> Exercise brief: Count the lines in the entries below that contain the string "mark", and reply with the number alone.
--- START ---
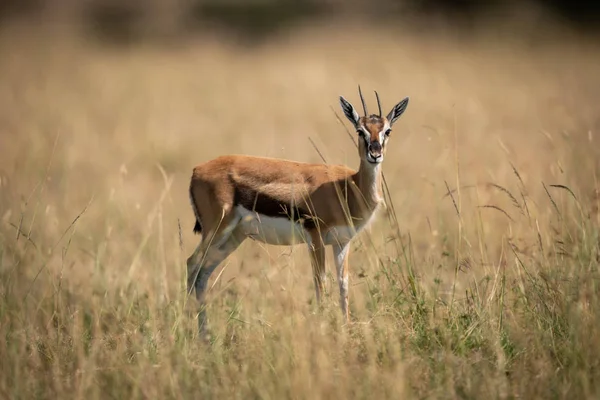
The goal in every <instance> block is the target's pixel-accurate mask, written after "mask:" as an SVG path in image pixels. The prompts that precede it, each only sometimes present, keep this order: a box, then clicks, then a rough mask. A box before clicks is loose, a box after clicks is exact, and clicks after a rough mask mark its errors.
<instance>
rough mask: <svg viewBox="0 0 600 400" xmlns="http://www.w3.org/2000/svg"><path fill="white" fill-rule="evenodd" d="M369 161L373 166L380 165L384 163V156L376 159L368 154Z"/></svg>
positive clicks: (367, 153) (369, 154) (380, 156)
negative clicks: (376, 164) (383, 159)
mask: <svg viewBox="0 0 600 400" xmlns="http://www.w3.org/2000/svg"><path fill="white" fill-rule="evenodd" d="M367 161H368V162H370V163H371V164H379V163H380V162H382V161H383V155H380V156H379V157H375V156H373V155H372V154H371V153H367Z"/></svg>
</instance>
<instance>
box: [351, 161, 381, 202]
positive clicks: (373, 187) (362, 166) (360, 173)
mask: <svg viewBox="0 0 600 400" xmlns="http://www.w3.org/2000/svg"><path fill="white" fill-rule="evenodd" d="M354 182H355V183H356V186H358V189H359V190H360V192H361V194H362V196H363V198H364V200H365V202H366V203H367V206H368V207H369V208H370V209H371V210H374V209H375V208H376V207H377V206H378V205H379V204H380V203H381V201H382V200H383V198H382V193H381V164H380V163H379V164H371V163H370V162H368V161H366V160H361V161H360V167H359V168H358V171H357V172H356V174H355V175H354Z"/></svg>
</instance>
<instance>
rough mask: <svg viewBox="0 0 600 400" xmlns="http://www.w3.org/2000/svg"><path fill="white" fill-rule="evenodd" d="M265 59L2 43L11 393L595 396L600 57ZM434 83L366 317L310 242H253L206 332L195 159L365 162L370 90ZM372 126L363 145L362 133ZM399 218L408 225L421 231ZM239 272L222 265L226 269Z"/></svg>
mask: <svg viewBox="0 0 600 400" xmlns="http://www.w3.org/2000/svg"><path fill="white" fill-rule="evenodd" d="M345 29H346V30H343V29H341V27H330V28H327V29H326V28H322V29H313V30H310V31H299V32H297V33H296V34H290V36H288V37H286V38H285V39H283V38H282V39H280V40H277V41H274V42H273V43H271V44H268V45H264V46H260V47H257V48H253V49H250V50H249V49H242V48H236V47H235V46H233V45H228V44H225V43H223V42H219V41H218V40H216V39H208V38H206V39H198V40H192V41H187V42H185V43H180V45H179V46H174V47H170V48H167V47H151V46H139V47H135V48H129V49H107V48H102V47H101V46H98V45H94V44H93V43H86V42H83V41H81V40H76V39H73V38H72V37H65V36H62V35H60V34H58V33H57V34H44V35H35V34H31V33H26V32H25V31H22V30H18V29H16V28H15V29H11V30H6V29H5V30H4V31H2V33H0V51H1V54H2V56H1V57H0V76H1V79H0V296H1V300H0V336H1V339H0V360H1V361H0V397H1V398H11V399H19V398H24V399H25V398H26V399H30V398H40V399H42V398H44V399H45V398H48V399H50V398H85V399H90V400H91V399H106V398H128V399H133V398H165V399H167V398H200V399H205V398H240V399H253V398H256V399H258V398H260V399H282V398H294V399H320V398H394V399H398V398H448V399H453V398H464V399H481V398H488V399H492V398H503V399H504V398H525V399H533V398H550V399H560V398H565V399H575V398H577V399H584V398H596V396H598V394H599V393H600V358H599V357H598V355H599V354H600V336H596V334H597V333H598V332H599V328H600V316H599V314H598V309H600V281H599V278H600V272H599V264H600V241H599V224H600V213H599V210H598V206H599V202H600V192H599V190H600V184H599V183H598V174H599V172H600V161H599V160H600V158H599V156H600V144H599V143H600V114H599V109H598V104H600V75H599V74H598V65H600V52H599V51H598V47H597V46H595V45H593V44H590V43H587V42H585V41H583V40H578V39H575V38H572V37H570V36H568V35H564V36H561V35H557V37H556V38H553V39H548V40H547V41H538V42H536V43H531V42H527V41H522V42H519V41H517V40H508V39H507V40H501V39H499V38H498V37H492V36H489V37H486V36H482V37H478V38H471V39H469V40H463V41H462V42H460V41H458V40H453V39H450V38H448V37H445V38H444V36H443V35H440V36H439V37H436V36H435V35H428V36H426V37H423V36H418V35H414V34H410V33H408V32H402V31H392V30H389V29H388V30H386V31H376V30H375V31H373V30H369V31H366V30H364V29H361V28H360V27H357V26H356V25H353V26H349V27H348V26H346V27H345ZM358 83H360V84H361V85H362V87H363V90H364V91H365V92H366V93H368V96H367V99H368V101H369V104H370V106H371V109H373V107H375V98H374V96H373V95H372V94H371V93H372V92H371V90H378V91H379V93H380V95H381V97H382V101H383V104H384V108H386V109H389V108H390V107H391V106H392V105H393V104H395V103H396V102H397V101H399V100H400V99H402V98H404V97H405V96H410V97H411V103H410V105H409V107H408V110H407V112H406V113H405V114H404V116H403V117H402V118H401V119H400V120H399V122H398V123H397V126H396V127H395V130H394V132H393V137H392V141H391V142H390V144H389V146H388V152H387V157H386V160H385V162H384V174H385V177H386V180H387V185H388V187H389V195H390V200H388V209H387V210H386V211H384V212H382V213H381V214H380V216H379V218H378V220H377V222H376V223H375V224H374V225H373V226H372V228H371V229H370V230H369V231H368V232H365V233H363V234H362V235H361V236H360V238H359V239H358V240H357V241H356V242H355V245H354V248H353V249H352V253H351V258H350V266H351V267H350V269H351V273H350V282H351V284H350V286H351V288H350V303H351V304H350V308H351V314H352V319H353V323H352V324H351V325H350V326H342V323H341V313H340V312H339V309H338V303H337V299H338V296H337V294H336V285H335V284H332V283H331V282H332V279H333V274H332V270H333V268H331V265H332V263H331V262H332V260H331V256H330V255H329V254H328V262H329V267H328V274H329V276H330V280H329V294H328V297H327V300H326V302H325V305H324V307H323V310H319V309H318V308H317V306H316V304H315V300H314V289H313V283H312V282H313V281H312V277H311V268H310V265H309V261H308V255H307V251H306V249H305V248H304V247H303V246H298V247H293V248H289V247H269V246H267V247H265V246H261V245H260V244H258V243H255V242H250V241H248V242H246V243H244V244H243V245H242V247H241V248H240V249H239V250H238V251H237V252H236V253H234V254H233V255H232V256H231V257H230V258H229V259H228V260H227V261H226V263H225V265H223V267H222V269H221V270H219V271H218V272H217V273H215V274H214V275H213V278H212V280H211V285H212V289H211V291H210V294H209V299H210V300H209V301H210V305H209V310H208V312H209V317H210V319H211V323H212V326H213V330H214V334H215V337H214V340H213V341H212V342H211V343H210V344H204V343H203V342H202V341H200V340H199V338H198V337H197V332H196V322H195V320H194V311H195V309H196V307H195V300H194V299H193V298H190V299H188V298H187V297H186V293H185V281H186V279H185V259H186V258H187V256H188V255H189V254H190V253H191V251H192V250H193V248H194V247H195V245H196V243H197V241H198V237H197V236H194V235H193V234H192V227H193V224H194V217H193V213H192V210H191V208H190V206H189V203H188V194H187V186H188V182H189V176H190V173H191V170H192V168H193V166H194V165H196V164H198V163H200V162H203V161H206V160H208V159H210V158H213V157H216V156H218V155H221V154H226V153H243V154H252V155H263V156H272V157H283V158H291V159H294V160H299V161H310V162H319V161H320V156H319V154H318V153H317V151H316V150H315V149H314V148H313V146H312V145H311V142H310V140H309V138H310V139H312V140H313V141H314V142H315V143H316V145H317V147H318V148H319V150H320V151H321V152H322V154H323V156H324V157H325V158H326V160H327V162H329V163H343V164H346V165H349V166H352V167H357V166H358V156H357V154H356V150H355V148H354V144H353V141H352V140H350V138H349V137H348V135H347V134H346V132H345V128H344V127H343V126H342V125H341V124H340V123H339V122H338V121H337V119H336V116H335V114H334V112H333V111H332V107H333V108H334V110H335V111H336V112H337V113H338V114H340V112H339V110H338V108H339V106H338V102H337V96H338V95H340V94H342V95H344V96H345V97H346V98H348V99H349V100H350V101H352V102H353V103H354V104H355V105H358V104H359V100H358V94H357V92H356V86H357V84H358ZM353 139H355V138H353ZM396 221H397V222H396ZM217 275H218V276H217Z"/></svg>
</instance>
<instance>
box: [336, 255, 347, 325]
mask: <svg viewBox="0 0 600 400" xmlns="http://www.w3.org/2000/svg"><path fill="white" fill-rule="evenodd" d="M349 251H350V244H349V243H345V244H337V245H334V246H333V257H334V259H335V268H336V271H337V281H338V285H339V287H340V307H341V309H342V315H343V317H344V320H345V321H346V322H349V321H350V315H349V312H348V252H349Z"/></svg>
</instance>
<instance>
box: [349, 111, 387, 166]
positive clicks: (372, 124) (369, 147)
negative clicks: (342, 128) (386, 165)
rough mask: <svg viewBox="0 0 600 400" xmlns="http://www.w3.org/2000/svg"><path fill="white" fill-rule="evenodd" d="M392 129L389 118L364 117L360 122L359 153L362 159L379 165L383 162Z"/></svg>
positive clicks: (358, 146)
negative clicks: (390, 133) (387, 118)
mask: <svg viewBox="0 0 600 400" xmlns="http://www.w3.org/2000/svg"><path fill="white" fill-rule="evenodd" d="M391 132H392V129H391V128H390V123H389V121H388V120H387V118H385V117H384V118H382V117H380V116H377V115H374V114H373V115H370V116H368V117H362V118H360V119H359V120H358V126H357V127H356V133H357V134H358V149H359V150H358V152H359V155H360V157H361V159H363V160H366V161H368V162H370V163H371V164H377V163H380V162H382V161H383V156H384V154H385V146H386V144H387V141H388V138H389V137H390V133H391Z"/></svg>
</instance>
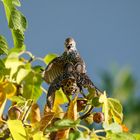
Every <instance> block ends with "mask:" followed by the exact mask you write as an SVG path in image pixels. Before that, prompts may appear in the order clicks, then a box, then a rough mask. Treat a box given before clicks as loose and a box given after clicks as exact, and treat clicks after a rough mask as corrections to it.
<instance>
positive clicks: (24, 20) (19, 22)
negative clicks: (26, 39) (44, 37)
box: [9, 9, 27, 33]
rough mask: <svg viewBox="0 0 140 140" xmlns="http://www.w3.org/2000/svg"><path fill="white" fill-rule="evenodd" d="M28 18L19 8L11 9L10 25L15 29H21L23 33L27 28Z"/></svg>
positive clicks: (22, 32) (9, 19)
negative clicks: (27, 21) (26, 22)
mask: <svg viewBox="0 0 140 140" xmlns="http://www.w3.org/2000/svg"><path fill="white" fill-rule="evenodd" d="M26 26H27V23H26V18H25V17H24V16H23V14H22V13H21V12H20V11H18V10H17V9H13V10H11V16H10V19H9V27H10V28H11V29H13V30H19V31H21V32H22V33H23V32H24V31H25V30H26Z"/></svg>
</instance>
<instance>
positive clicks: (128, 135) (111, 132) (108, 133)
mask: <svg viewBox="0 0 140 140" xmlns="http://www.w3.org/2000/svg"><path fill="white" fill-rule="evenodd" d="M106 137H107V138H108V139H110V138H111V140H136V139H135V137H134V136H133V135H132V134H131V133H112V132H107V136H106Z"/></svg>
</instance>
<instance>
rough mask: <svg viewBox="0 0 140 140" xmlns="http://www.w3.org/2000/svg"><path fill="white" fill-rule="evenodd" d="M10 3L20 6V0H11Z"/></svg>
mask: <svg viewBox="0 0 140 140" xmlns="http://www.w3.org/2000/svg"><path fill="white" fill-rule="evenodd" d="M12 4H13V5H15V6H19V7H20V6H21V4H20V1H19V0H12Z"/></svg>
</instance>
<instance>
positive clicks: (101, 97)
mask: <svg viewBox="0 0 140 140" xmlns="http://www.w3.org/2000/svg"><path fill="white" fill-rule="evenodd" d="M99 102H100V103H103V113H104V116H105V122H106V123H109V122H108V121H109V114H108V113H109V107H108V100H107V97H106V92H105V91H104V94H101V96H100V98H99Z"/></svg>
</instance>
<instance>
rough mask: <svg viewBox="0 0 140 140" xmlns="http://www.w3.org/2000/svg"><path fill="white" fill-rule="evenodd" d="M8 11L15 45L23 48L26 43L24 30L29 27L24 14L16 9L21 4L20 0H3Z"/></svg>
mask: <svg viewBox="0 0 140 140" xmlns="http://www.w3.org/2000/svg"><path fill="white" fill-rule="evenodd" d="M2 2H3V4H4V8H5V12H6V18H7V21H8V25H9V27H10V29H11V32H12V37H13V41H14V47H16V48H22V47H23V45H24V31H25V30H26V28H27V21H26V18H25V17H24V15H23V14H22V13H21V12H20V11H19V10H17V9H16V6H20V2H19V0H10V1H9V0H2Z"/></svg>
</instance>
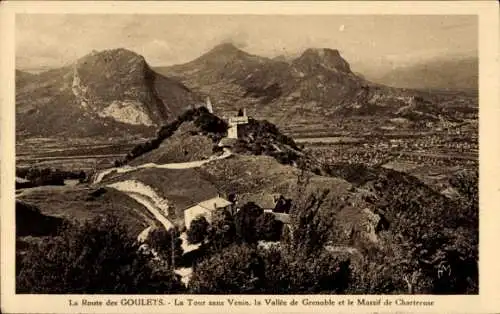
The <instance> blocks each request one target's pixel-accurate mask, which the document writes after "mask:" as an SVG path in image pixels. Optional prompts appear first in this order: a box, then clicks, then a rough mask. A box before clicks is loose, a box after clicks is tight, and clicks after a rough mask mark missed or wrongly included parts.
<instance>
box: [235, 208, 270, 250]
mask: <svg viewBox="0 0 500 314" xmlns="http://www.w3.org/2000/svg"><path fill="white" fill-rule="evenodd" d="M263 213H264V211H263V210H262V208H260V207H259V206H258V205H257V204H255V203H253V202H250V203H246V204H245V205H243V206H242V208H241V209H240V210H239V211H238V213H236V216H235V219H234V220H235V225H236V232H237V234H238V236H239V238H240V239H241V240H242V241H243V242H246V243H255V242H257V240H258V234H257V230H256V222H257V219H258V218H259V217H260V216H261V215H262V214H263Z"/></svg>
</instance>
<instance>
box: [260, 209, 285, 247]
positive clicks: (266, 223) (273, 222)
mask: <svg viewBox="0 0 500 314" xmlns="http://www.w3.org/2000/svg"><path fill="white" fill-rule="evenodd" d="M282 230H283V223H282V222H281V221H278V220H276V218H275V217H274V215H273V214H271V213H264V214H262V215H260V216H259V217H258V218H257V220H256V221H255V233H256V234H257V237H258V239H259V240H265V241H279V240H280V238H281V232H282Z"/></svg>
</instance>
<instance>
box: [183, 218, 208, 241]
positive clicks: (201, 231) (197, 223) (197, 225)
mask: <svg viewBox="0 0 500 314" xmlns="http://www.w3.org/2000/svg"><path fill="white" fill-rule="evenodd" d="M209 228H210V224H209V223H208V221H207V219H206V218H205V217H204V216H199V217H196V218H195V219H193V221H192V222H191V225H190V227H189V230H188V231H187V240H188V242H189V243H190V244H198V243H202V242H203V241H205V240H206V239H207V238H208V231H209Z"/></svg>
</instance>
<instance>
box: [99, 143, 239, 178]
mask: <svg viewBox="0 0 500 314" xmlns="http://www.w3.org/2000/svg"><path fill="white" fill-rule="evenodd" d="M223 150H224V151H223V153H222V155H220V156H211V157H210V158H209V159H203V160H196V161H188V162H177V163H168V164H155V163H147V164H143V165H140V166H136V167H132V166H129V165H125V166H123V167H116V168H109V169H106V170H103V171H101V172H99V173H98V174H97V176H96V177H95V179H94V180H93V182H92V184H97V183H99V182H101V181H102V180H103V179H104V178H105V177H106V176H107V175H108V174H110V173H113V172H116V173H126V172H130V171H134V170H138V169H143V168H161V169H189V168H198V167H201V166H203V165H204V164H207V163H209V162H212V161H214V160H220V159H225V158H227V157H229V156H231V155H232V152H231V150H229V149H228V148H224V149H223Z"/></svg>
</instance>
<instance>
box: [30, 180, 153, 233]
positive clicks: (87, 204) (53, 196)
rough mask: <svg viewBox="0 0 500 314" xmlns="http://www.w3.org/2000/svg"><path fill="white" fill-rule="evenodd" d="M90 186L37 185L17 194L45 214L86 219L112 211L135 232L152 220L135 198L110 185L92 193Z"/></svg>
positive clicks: (149, 213) (71, 218) (145, 226)
mask: <svg viewBox="0 0 500 314" xmlns="http://www.w3.org/2000/svg"><path fill="white" fill-rule="evenodd" d="M92 191H93V190H91V189H88V188H83V187H73V188H63V189H38V190H36V191H33V192H32V193H27V194H25V195H23V196H21V197H20V199H21V200H22V201H25V202H28V203H30V204H33V205H35V206H37V207H38V208H39V209H40V211H41V213H42V214H44V215H49V216H54V217H61V218H66V219H68V220H80V221H82V220H86V219H91V218H93V217H95V216H98V215H103V214H113V215H116V216H117V217H119V218H120V220H122V222H123V223H124V224H125V225H127V226H128V227H129V228H130V232H131V233H132V234H134V235H137V234H139V233H140V232H141V231H142V230H144V228H146V227H147V226H148V225H150V224H151V223H153V224H156V220H155V219H154V217H153V216H152V215H151V214H150V213H149V212H148V211H147V210H146V209H145V208H144V207H143V206H142V205H140V204H139V203H137V202H136V201H135V200H133V199H131V198H129V197H127V196H125V195H124V194H123V193H121V192H118V191H115V190H113V189H107V190H106V192H105V193H104V194H102V195H100V196H96V197H92V196H91V195H90V192H92Z"/></svg>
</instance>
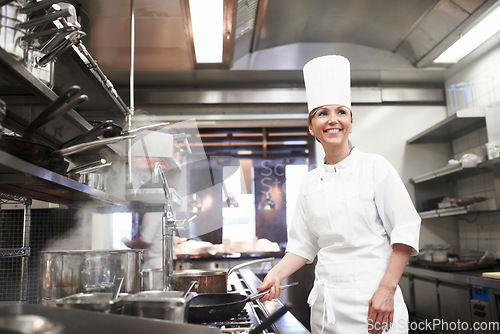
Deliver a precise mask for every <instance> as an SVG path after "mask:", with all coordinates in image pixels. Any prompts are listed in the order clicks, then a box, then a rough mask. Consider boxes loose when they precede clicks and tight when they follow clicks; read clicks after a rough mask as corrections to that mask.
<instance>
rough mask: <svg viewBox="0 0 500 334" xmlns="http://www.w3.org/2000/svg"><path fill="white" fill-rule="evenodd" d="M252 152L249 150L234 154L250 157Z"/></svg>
mask: <svg viewBox="0 0 500 334" xmlns="http://www.w3.org/2000/svg"><path fill="white" fill-rule="evenodd" d="M252 153H253V152H252V151H250V150H240V151H237V152H236V154H238V155H252Z"/></svg>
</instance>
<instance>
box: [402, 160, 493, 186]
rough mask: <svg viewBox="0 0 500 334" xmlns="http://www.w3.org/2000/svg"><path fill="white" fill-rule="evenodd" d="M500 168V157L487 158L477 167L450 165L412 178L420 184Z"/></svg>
mask: <svg viewBox="0 0 500 334" xmlns="http://www.w3.org/2000/svg"><path fill="white" fill-rule="evenodd" d="M499 170H500V158H496V159H493V160H486V161H483V162H481V163H479V164H478V165H477V166H476V167H463V166H462V164H458V165H448V166H445V167H442V168H439V169H436V170H434V171H431V172H428V173H425V174H421V175H418V176H415V177H413V178H412V179H411V182H412V183H413V184H419V183H424V182H429V181H435V180H437V179H443V178H450V177H454V178H457V177H466V176H471V175H477V174H479V173H486V172H489V171H495V172H498V171H499Z"/></svg>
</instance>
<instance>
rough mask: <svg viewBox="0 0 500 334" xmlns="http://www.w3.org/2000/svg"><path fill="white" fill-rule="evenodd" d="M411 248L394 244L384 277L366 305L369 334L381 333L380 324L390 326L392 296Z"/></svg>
mask: <svg viewBox="0 0 500 334" xmlns="http://www.w3.org/2000/svg"><path fill="white" fill-rule="evenodd" d="M412 251H413V248H412V247H410V246H408V245H404V244H394V245H393V247H392V254H391V258H390V259H389V264H388V265H387V269H386V271H385V274H384V277H383V278H382V280H381V281H380V284H379V286H378V288H377V290H375V292H374V294H373V296H372V298H371V299H370V302H369V305H368V322H369V325H370V326H372V325H373V327H372V328H370V327H369V332H370V333H373V334H378V333H382V330H381V326H380V324H384V323H386V324H390V323H392V322H393V319H394V318H393V317H394V294H395V293H396V288H397V286H398V283H399V280H400V279H401V276H402V275H403V272H404V270H405V267H406V264H407V263H408V260H409V258H410V254H411V253H412Z"/></svg>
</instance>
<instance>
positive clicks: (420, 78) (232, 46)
mask: <svg viewBox="0 0 500 334" xmlns="http://www.w3.org/2000/svg"><path fill="white" fill-rule="evenodd" d="M225 1H226V7H227V8H229V9H232V12H231V13H230V14H231V15H229V17H230V18H231V19H230V20H229V21H230V22H229V23H230V24H229V25H228V27H229V28H228V29H227V30H228V31H227V32H228V33H229V36H230V39H229V41H230V49H227V50H226V52H228V54H229V56H230V58H229V61H228V63H227V64H226V66H225V67H222V68H209V69H207V68H199V67H197V66H196V65H195V61H194V58H195V57H194V55H193V47H192V41H191V30H190V25H189V19H188V15H187V14H188V1H187V0H133V1H124V0H106V1H102V0H72V2H73V3H74V4H76V5H77V7H78V8H79V10H80V14H81V16H82V23H83V27H84V29H85V30H86V31H87V33H88V36H87V39H86V40H84V42H85V44H87V45H88V48H89V49H90V52H91V54H92V55H93V56H94V58H95V59H96V60H97V62H98V64H99V66H100V67H101V68H102V70H103V71H104V73H106V75H107V76H108V77H109V79H110V80H111V81H112V82H113V83H114V85H115V86H116V87H117V89H118V91H119V93H120V95H122V98H123V99H124V100H126V101H128V97H129V96H128V95H129V90H128V88H129V83H130V71H131V67H130V59H131V57H130V55H131V48H130V46H131V37H130V31H131V29H130V27H131V25H130V22H131V12H132V11H131V8H132V4H133V8H134V15H135V21H134V22H135V49H134V55H135V62H134V80H133V82H134V90H135V92H134V94H135V96H136V98H135V100H136V102H135V103H136V105H137V106H139V107H142V108H143V109H147V108H148V107H150V106H152V105H155V108H154V110H155V111H154V113H168V112H172V110H173V109H176V108H177V103H179V101H176V97H175V96H177V95H176V94H175V93H176V91H177V90H179V91H180V92H181V93H182V94H184V95H182V94H178V96H181V95H182V96H186V95H189V94H191V95H193V91H204V90H205V91H206V90H214V89H215V90H219V91H230V90H234V89H242V90H249V89H250V90H251V89H267V88H274V89H302V88H303V82H302V73H301V69H302V66H303V65H304V64H305V63H306V62H307V61H308V60H310V59H311V58H314V57H316V56H319V55H324V54H332V53H335V54H343V55H345V56H346V57H348V58H349V59H350V61H351V69H352V82H353V86H358V87H391V86H392V87H401V86H404V87H425V88H429V87H431V88H436V87H438V88H442V87H443V84H444V78H445V72H446V69H443V68H435V67H434V68H433V67H432V59H433V58H434V57H436V56H437V55H439V54H440V53H441V52H442V51H443V50H444V49H445V48H446V47H447V46H449V45H451V43H452V42H453V41H454V40H456V39H457V38H458V37H459V36H460V34H461V33H463V32H464V31H465V30H466V29H467V28H468V27H469V26H470V25H471V24H472V23H473V22H474V21H476V20H477V19H478V18H480V17H481V15H484V13H485V12H487V11H488V10H491V8H492V7H493V6H495V5H496V4H497V2H498V1H497V0H404V1H403V0H350V1H345V0H225ZM219 67H220V66H219ZM152 91H154V92H155V94H152V93H151V92H152ZM162 92H167V94H165V96H168V99H167V98H166V97H164V98H163V99H162V97H161V95H162ZM198 95H203V94H198ZM198 95H197V96H198ZM153 96H154V100H153ZM204 98H205V102H207V100H206V95H204ZM195 100H196V99H194V100H193V97H192V96H191V100H189V101H190V102H189V103H191V102H193V101H194V102H197V101H195ZM198 102H200V103H203V101H201V100H200V101H198ZM208 102H210V101H208ZM261 102H262V101H259V103H261ZM195 104H196V107H199V106H198V105H197V103H195ZM231 104H234V103H232V102H231ZM159 106H160V107H159ZM184 108H185V106H184Z"/></svg>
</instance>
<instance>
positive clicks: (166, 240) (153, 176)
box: [152, 162, 196, 291]
mask: <svg viewBox="0 0 500 334" xmlns="http://www.w3.org/2000/svg"><path fill="white" fill-rule="evenodd" d="M158 178H161V182H162V185H163V192H164V193H165V205H164V206H163V216H162V244H161V247H162V257H163V290H164V291H170V290H171V285H172V284H171V283H172V274H173V273H174V230H175V229H186V227H187V223H189V222H191V221H192V220H193V219H195V218H196V215H194V216H192V217H191V218H189V219H183V220H176V219H175V218H174V213H173V210H172V205H171V199H172V192H171V191H170V187H169V186H168V182H167V178H166V177H165V173H164V172H163V168H162V167H161V164H160V163H159V162H156V163H155V164H154V166H153V177H152V181H153V182H154V183H158V182H159V180H158Z"/></svg>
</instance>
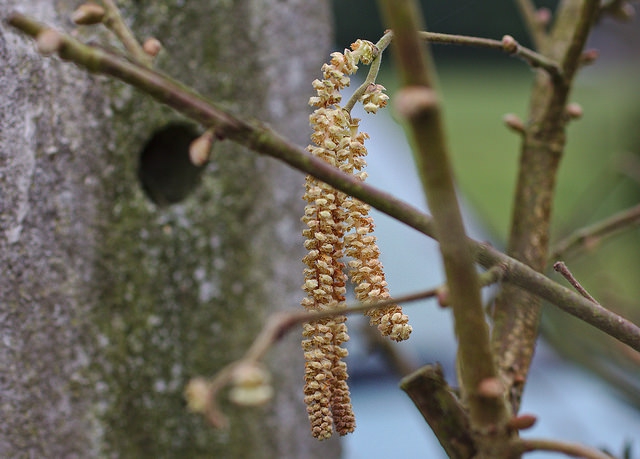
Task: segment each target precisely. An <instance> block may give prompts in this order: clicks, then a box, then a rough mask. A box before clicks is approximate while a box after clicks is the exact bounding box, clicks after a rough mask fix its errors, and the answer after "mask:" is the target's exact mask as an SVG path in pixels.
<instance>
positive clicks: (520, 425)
mask: <svg viewBox="0 0 640 459" xmlns="http://www.w3.org/2000/svg"><path fill="white" fill-rule="evenodd" d="M537 421H538V418H536V417H535V416H534V415H532V414H521V415H519V416H515V417H513V418H511V419H510V420H509V422H508V423H507V426H508V427H510V428H512V429H515V430H525V429H529V428H531V427H533V426H534V425H535V423H536V422H537Z"/></svg>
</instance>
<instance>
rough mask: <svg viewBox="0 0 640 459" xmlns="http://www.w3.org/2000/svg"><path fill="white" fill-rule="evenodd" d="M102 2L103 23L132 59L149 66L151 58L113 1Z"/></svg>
mask: <svg viewBox="0 0 640 459" xmlns="http://www.w3.org/2000/svg"><path fill="white" fill-rule="evenodd" d="M102 4H103V5H104V9H105V17H104V19H103V20H102V22H103V23H104V25H105V26H106V27H107V28H108V29H109V30H111V31H112V32H113V33H114V34H115V36H116V37H118V40H120V42H121V43H122V44H123V45H124V47H125V49H126V50H127V51H128V52H129V54H130V55H131V58H132V59H134V60H136V61H137V62H139V63H140V64H142V65H144V66H145V67H151V63H152V62H153V58H152V57H151V56H150V55H149V54H147V53H146V52H145V51H144V49H143V48H142V46H141V45H140V43H138V40H136V37H135V36H134V35H133V32H131V29H129V27H127V24H126V23H125V22H124V19H122V16H121V15H120V10H118V7H117V6H116V4H115V2H114V1H113V0H102Z"/></svg>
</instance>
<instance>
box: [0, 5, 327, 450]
--- END ---
> Answer for the task: 2